== Segment start ==
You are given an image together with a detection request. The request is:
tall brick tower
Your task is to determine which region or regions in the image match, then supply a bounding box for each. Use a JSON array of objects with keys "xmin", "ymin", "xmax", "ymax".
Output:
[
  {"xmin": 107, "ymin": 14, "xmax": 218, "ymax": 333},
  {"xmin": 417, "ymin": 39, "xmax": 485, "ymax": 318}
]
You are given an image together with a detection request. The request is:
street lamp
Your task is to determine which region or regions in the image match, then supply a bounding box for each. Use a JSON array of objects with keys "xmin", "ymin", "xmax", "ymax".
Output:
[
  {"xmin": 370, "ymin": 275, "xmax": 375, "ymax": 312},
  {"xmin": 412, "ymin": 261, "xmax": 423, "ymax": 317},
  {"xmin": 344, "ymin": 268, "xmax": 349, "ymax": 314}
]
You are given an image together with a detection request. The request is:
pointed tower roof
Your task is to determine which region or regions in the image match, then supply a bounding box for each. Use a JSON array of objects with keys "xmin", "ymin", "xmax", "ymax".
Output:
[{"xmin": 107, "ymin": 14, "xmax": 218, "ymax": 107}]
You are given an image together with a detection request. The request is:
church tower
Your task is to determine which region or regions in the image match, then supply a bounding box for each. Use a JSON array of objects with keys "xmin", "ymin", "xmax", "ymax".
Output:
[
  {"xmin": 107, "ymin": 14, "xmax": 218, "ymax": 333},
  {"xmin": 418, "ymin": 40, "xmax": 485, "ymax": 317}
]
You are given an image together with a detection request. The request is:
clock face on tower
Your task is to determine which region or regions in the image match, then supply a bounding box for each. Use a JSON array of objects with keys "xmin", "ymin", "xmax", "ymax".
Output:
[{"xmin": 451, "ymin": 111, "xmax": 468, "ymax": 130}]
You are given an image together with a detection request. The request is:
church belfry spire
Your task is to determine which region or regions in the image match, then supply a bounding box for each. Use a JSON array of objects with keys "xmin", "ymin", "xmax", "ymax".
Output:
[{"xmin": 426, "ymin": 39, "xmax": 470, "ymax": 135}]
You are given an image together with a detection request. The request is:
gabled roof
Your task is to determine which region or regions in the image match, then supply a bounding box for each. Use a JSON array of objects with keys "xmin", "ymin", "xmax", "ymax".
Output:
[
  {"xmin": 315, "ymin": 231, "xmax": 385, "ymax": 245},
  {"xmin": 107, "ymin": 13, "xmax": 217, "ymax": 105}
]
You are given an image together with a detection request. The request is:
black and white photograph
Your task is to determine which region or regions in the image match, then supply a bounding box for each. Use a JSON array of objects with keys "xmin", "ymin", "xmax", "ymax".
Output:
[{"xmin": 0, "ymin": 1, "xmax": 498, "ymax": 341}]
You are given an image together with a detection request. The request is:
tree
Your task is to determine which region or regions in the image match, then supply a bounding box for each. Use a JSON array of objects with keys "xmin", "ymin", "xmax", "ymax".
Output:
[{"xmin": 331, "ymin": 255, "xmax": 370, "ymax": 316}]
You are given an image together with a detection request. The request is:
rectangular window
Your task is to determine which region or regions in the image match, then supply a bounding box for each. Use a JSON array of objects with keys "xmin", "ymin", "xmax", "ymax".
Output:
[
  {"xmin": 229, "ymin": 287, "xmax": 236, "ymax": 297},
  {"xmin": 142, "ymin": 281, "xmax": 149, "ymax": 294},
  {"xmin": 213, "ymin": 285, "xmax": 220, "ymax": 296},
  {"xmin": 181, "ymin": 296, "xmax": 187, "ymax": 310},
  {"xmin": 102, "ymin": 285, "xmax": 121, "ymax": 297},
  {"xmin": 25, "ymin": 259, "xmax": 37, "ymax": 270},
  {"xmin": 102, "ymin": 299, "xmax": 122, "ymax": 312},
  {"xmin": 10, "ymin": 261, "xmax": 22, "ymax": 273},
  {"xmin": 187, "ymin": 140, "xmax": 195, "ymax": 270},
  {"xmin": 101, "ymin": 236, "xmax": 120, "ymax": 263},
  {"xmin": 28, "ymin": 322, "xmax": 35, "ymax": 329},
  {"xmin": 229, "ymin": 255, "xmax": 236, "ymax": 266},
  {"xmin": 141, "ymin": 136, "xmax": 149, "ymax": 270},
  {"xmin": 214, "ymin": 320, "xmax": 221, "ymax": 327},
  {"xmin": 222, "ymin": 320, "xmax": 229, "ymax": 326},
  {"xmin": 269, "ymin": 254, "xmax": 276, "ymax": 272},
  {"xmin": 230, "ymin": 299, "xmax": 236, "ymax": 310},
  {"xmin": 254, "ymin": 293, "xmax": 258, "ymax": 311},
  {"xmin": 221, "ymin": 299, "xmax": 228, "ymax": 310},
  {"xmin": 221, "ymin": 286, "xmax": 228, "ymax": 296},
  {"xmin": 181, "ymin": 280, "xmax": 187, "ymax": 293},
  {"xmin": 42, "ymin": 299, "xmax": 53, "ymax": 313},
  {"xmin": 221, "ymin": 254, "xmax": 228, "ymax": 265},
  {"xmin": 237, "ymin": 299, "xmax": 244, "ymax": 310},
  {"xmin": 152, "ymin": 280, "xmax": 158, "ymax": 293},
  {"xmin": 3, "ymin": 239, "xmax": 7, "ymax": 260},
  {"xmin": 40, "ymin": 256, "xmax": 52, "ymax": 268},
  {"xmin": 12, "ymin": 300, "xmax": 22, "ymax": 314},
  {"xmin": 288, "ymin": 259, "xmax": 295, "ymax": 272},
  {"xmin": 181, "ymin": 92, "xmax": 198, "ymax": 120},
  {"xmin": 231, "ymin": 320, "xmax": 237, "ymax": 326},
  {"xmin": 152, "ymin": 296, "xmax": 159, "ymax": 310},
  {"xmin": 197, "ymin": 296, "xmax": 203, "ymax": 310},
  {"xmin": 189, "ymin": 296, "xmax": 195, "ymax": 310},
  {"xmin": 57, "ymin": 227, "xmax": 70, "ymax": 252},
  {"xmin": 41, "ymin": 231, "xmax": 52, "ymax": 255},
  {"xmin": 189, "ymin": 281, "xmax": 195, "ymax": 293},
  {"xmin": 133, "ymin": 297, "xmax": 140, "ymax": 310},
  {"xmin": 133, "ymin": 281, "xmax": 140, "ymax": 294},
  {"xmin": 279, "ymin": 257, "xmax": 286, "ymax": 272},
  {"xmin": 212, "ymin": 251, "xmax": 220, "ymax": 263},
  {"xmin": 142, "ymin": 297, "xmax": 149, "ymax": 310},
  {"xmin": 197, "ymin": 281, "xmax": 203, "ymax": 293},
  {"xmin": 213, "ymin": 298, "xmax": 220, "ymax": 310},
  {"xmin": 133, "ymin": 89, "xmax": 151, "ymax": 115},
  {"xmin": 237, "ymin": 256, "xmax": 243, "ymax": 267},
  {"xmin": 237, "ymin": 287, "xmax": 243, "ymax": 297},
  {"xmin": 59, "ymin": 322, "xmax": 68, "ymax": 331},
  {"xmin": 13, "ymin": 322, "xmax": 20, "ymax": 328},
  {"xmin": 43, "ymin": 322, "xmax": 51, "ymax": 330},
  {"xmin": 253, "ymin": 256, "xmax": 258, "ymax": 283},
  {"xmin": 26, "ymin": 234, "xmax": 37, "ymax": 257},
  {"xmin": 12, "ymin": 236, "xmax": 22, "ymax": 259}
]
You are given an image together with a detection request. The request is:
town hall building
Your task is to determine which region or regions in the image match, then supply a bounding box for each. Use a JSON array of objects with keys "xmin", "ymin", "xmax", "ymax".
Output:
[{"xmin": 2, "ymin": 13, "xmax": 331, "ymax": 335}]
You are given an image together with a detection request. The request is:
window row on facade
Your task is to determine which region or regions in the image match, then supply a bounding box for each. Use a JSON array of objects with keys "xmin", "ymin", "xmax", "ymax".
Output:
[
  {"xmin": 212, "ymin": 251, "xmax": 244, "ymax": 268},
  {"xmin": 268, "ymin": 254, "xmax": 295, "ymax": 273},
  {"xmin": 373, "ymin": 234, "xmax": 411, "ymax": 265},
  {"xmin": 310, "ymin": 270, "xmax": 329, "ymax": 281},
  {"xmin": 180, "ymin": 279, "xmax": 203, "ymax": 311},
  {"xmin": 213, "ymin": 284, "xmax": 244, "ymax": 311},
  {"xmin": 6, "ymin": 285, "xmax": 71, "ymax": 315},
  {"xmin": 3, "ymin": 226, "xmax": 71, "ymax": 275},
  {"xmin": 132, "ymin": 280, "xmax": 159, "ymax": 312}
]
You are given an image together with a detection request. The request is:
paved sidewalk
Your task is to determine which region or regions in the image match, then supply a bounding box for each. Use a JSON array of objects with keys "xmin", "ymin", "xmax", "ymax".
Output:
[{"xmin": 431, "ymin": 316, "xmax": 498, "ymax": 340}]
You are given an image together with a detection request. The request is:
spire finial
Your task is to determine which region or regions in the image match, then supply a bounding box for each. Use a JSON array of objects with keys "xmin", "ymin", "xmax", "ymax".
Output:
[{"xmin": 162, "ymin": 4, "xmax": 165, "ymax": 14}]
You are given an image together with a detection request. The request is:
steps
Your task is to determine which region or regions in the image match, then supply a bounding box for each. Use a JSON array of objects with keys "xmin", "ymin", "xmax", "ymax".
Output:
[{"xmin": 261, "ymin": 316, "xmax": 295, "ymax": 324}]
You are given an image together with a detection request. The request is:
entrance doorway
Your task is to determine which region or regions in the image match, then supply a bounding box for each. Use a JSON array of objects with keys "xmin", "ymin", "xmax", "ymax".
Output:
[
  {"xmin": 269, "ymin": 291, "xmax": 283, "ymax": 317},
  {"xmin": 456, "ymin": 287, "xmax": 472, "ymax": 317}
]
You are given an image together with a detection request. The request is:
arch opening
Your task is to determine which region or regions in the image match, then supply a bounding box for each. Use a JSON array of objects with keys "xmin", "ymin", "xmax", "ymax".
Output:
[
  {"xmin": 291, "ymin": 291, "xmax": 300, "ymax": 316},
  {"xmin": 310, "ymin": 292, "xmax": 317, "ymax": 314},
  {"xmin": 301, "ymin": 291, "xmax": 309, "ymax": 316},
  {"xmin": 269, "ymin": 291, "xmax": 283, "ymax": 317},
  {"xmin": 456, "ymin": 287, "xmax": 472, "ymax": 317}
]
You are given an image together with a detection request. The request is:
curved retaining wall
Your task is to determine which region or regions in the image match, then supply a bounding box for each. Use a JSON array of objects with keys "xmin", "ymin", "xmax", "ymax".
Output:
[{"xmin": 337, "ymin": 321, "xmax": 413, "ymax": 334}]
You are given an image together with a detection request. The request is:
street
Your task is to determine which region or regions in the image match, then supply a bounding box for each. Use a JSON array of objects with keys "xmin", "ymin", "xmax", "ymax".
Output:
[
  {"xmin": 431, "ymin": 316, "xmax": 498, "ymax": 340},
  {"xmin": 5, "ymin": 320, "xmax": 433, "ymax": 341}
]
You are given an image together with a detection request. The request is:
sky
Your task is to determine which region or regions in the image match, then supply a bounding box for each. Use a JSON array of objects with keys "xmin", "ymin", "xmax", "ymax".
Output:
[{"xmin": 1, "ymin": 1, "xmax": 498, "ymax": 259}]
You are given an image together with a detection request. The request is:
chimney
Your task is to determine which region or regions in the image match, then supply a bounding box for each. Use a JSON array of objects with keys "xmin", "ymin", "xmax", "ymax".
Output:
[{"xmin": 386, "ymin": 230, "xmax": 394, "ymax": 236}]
== Segment end ==
■ PROBLEM REQUIREMENTS: All lines with the word "window" should be copied from the material above.

■ ANSWER SECTION:
rectangular window
window row on facade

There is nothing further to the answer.